=== Apply what you read ===
- 1) From the currency-market report, copy word for word the passage that begins at the words "Markets are now" and stops after the words "out any options.".
- 2) In the currency-market report, what chance were markets pricing in that the Fed would raise rates by 25 basis points at its upcoming meeting?

=== Excerpt to read ===
────────────────
SINGAPORE: The dollar retreated from a two-week top against its major peers on Thursday as investors trimmed bets that the Federal Reserve will raise interest rates this month, though the looming debt ceiling deadline gave safe haven support to the greenback.
A divided U.S. House of Representatives passed a bill to suspend the $31.4 trillion debt ceiling on Wednesday, with the focus now on how it will fare in the Democratic-led Senate just days before the federal government is expected to run out of money to pay its bills.
The dollar was mixed in Asia trade and barely reacted to the vote, with the euro rising 0.04% against the greenback to $1.06895.
Sterling slipped 0.01% to $1.2440.
The U.S. dollar index rose 0.06% to 104.21, though was still down from an over two-month high hit in the previous session, as traders pared back their expectations of another rate hike by the Federal Reserve this month.
Fed officials including the vice chair-designate pointed towards a rate hike "skip" in June, giving time for the U.S. central bank to assess the impact of its tightening cycle thus far against still strong inflation data.
Markets are now pricing in a roughly 26% chance that the Fed will raise rates by 25 basis points at its upcoming meeting, as compared to a near 67% chance a day ago, according to the CME FedWatch tool
"The recent run of U.S. economic data does favour another rate hike in the near-term, although our baseline is that the FOMC is already done with its current tightening cycle," said Carol Kong, a currency strategist at Commonwealth Bank of Australia.
Elsewhere, the Japanese yen rose nearly 0.1% to 139.24 per dollar.
Japan's financial authorities met earlier this week in the wake of the yen's slide to a six-month low against the U.S. dollar, where the country's top diplomat said that Japan will closely watch currency moves and won't rule out any options.
CHINA'S BUMPY RECOVERY
In Asia, the Chinese offshore yuan rose over 0.1% to 7.1077, reversing some of its losses from the previous session, when it slumped to a six-month low.
────────────────
=== Information given ===
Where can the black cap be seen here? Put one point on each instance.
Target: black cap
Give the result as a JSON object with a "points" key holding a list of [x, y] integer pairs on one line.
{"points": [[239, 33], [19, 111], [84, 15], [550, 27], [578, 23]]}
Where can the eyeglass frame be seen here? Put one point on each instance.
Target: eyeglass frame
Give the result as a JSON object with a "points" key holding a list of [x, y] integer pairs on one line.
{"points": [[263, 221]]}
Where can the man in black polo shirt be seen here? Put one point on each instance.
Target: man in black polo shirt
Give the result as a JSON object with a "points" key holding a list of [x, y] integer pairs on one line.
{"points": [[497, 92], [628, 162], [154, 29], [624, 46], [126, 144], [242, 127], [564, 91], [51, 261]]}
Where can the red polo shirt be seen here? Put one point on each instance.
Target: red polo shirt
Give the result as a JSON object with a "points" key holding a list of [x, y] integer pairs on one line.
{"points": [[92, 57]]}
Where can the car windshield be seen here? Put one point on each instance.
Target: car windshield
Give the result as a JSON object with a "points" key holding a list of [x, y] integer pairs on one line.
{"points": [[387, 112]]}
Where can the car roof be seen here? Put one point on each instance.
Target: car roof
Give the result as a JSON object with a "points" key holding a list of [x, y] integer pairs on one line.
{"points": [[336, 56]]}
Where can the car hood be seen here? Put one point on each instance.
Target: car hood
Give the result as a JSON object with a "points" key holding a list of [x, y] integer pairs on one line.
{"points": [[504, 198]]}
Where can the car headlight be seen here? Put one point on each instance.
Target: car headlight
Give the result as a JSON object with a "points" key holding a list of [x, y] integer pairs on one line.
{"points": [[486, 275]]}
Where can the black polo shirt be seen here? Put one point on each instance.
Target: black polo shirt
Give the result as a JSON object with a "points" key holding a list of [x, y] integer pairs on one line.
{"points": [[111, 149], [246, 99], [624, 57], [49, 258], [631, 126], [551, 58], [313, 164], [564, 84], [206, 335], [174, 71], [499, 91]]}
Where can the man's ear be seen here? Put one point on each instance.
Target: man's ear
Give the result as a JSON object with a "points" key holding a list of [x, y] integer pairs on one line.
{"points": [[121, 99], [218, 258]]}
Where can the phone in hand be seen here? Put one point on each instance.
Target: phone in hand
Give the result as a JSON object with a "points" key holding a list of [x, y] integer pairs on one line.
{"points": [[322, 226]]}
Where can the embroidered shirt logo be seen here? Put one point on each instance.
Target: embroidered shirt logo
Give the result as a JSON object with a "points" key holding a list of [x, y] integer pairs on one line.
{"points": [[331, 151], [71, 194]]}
────────────────
=== Results ===
- 1)
Markets are now pricing in a roughly 26% chance that the Fed will raise rates by 25 basis points at its upcoming meeting, as compared to a near 67% chance a day ago, according to the CME FedWatch tool
"The recent run of U.S. economic data does favour another rate hike in the near-term, although our baseline is that the FOMC is already done with its current tightening cycle," said Carol Kong, a currency strategist at Commonwealth Bank of Australia.
Elsewhere, the Japanese yen rose nearly 0.1% to 139.24 per dollar.
Japan's financial authorities met earlier this week in the wake of the yen's slide to a six-month low against the U.S. dollar, where the country's top diplomat said that Japan will closely watch currency moves and won't rule out any options.

- 2) A roughly 26% chance.